▶ **Your instructions**: Among the records, which lines include "washing"? List them.

BEGIN Supplied records

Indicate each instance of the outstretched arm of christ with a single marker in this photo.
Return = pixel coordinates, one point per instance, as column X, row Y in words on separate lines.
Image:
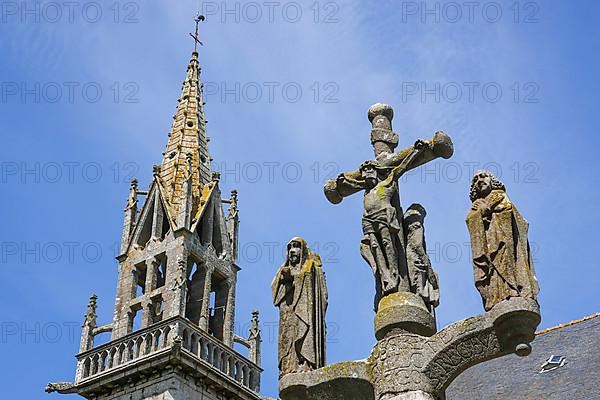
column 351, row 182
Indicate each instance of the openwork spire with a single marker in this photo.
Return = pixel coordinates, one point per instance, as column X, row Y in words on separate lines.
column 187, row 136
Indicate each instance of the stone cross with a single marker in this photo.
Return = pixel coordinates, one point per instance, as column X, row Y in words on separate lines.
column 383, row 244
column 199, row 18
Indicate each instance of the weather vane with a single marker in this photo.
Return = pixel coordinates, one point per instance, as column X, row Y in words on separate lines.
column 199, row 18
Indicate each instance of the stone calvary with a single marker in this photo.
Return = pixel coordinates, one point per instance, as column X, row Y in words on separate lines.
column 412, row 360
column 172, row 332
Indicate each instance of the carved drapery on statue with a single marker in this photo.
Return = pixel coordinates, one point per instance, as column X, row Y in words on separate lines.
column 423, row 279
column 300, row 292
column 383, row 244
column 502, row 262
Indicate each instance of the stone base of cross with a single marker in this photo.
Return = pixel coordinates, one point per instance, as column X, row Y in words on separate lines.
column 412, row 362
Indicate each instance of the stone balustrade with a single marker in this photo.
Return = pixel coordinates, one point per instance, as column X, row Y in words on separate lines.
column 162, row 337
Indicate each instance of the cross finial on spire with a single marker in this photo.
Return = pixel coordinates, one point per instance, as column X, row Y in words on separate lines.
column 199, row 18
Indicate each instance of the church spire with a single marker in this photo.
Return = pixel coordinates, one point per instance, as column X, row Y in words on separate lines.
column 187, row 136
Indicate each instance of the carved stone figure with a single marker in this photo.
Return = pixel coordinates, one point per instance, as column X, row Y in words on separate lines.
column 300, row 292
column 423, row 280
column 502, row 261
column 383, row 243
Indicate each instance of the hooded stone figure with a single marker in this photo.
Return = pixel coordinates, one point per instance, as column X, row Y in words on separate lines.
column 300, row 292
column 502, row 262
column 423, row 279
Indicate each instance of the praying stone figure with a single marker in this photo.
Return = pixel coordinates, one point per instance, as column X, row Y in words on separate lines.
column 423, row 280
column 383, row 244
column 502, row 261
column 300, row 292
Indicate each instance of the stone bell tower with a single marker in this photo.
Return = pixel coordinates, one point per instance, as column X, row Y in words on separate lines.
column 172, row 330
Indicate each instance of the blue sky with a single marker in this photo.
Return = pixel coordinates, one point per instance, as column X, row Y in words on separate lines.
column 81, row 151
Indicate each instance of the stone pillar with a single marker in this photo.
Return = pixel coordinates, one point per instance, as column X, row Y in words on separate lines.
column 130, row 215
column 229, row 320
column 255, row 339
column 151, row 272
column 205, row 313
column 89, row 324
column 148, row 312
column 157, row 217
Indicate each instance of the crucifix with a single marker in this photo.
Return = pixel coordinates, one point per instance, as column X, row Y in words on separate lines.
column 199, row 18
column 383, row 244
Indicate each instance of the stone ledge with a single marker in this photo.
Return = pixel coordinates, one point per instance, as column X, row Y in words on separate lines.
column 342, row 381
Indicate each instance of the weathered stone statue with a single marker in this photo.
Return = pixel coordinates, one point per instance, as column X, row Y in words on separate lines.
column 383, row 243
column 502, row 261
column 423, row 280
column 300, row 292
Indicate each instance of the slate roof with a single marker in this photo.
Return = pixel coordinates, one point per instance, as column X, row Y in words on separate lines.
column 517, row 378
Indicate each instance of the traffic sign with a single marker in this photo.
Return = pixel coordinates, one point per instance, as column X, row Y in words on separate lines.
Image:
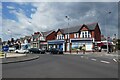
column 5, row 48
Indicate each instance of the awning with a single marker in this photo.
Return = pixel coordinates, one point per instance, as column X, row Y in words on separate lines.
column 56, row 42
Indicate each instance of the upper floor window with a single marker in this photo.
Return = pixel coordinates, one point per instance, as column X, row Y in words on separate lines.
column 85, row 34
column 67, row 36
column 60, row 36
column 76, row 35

END Supplied records
BEGIN Supplied records

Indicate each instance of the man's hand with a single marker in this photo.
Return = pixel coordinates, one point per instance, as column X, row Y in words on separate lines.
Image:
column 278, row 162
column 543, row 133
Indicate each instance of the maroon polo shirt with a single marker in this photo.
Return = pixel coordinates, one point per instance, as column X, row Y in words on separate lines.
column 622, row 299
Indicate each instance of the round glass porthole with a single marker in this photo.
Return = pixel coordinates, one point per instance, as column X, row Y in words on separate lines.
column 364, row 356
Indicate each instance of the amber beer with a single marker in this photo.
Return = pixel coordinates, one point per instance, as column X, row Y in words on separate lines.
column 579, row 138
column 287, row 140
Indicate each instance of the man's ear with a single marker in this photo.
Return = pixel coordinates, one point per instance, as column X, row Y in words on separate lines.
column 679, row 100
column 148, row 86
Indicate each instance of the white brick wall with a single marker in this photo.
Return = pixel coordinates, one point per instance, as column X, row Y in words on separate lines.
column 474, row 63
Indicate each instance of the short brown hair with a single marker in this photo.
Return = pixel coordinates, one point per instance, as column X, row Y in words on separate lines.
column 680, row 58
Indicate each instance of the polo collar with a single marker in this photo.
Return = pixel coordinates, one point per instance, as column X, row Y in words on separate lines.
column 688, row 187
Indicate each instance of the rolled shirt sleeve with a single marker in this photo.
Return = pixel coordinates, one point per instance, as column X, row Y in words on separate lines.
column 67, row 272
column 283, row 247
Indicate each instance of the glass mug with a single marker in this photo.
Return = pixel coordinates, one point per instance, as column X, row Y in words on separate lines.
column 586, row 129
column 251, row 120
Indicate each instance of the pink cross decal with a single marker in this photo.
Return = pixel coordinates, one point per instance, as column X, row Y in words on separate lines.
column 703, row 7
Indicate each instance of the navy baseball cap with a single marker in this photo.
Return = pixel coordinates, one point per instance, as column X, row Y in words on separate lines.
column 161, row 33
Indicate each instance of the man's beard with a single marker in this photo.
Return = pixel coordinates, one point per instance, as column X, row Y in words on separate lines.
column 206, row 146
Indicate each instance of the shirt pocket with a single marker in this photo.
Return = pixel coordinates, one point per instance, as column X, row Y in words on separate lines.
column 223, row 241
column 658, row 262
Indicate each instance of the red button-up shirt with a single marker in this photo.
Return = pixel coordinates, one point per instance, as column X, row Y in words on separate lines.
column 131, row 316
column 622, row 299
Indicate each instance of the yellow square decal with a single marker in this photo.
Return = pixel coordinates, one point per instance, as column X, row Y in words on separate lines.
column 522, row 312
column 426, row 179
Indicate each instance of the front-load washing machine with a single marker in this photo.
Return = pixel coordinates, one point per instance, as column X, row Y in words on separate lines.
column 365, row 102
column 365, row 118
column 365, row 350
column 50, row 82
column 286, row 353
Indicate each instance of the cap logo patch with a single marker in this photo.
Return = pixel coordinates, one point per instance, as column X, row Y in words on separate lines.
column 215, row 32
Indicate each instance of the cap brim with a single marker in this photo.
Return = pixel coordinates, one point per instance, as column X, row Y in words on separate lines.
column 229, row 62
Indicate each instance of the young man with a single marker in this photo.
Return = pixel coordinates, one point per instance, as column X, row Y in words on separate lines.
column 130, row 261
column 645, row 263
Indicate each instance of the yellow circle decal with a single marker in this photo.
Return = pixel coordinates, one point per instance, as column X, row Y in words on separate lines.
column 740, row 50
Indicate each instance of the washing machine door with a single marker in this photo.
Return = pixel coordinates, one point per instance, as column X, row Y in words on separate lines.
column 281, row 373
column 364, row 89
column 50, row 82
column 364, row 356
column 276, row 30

END Supplied records

▶ **Response for this exercise**:
Indicate each instance of the front-load washing machine with a single marker in this photo.
Indicate each instance of the washing machine door with a single marker in this photo.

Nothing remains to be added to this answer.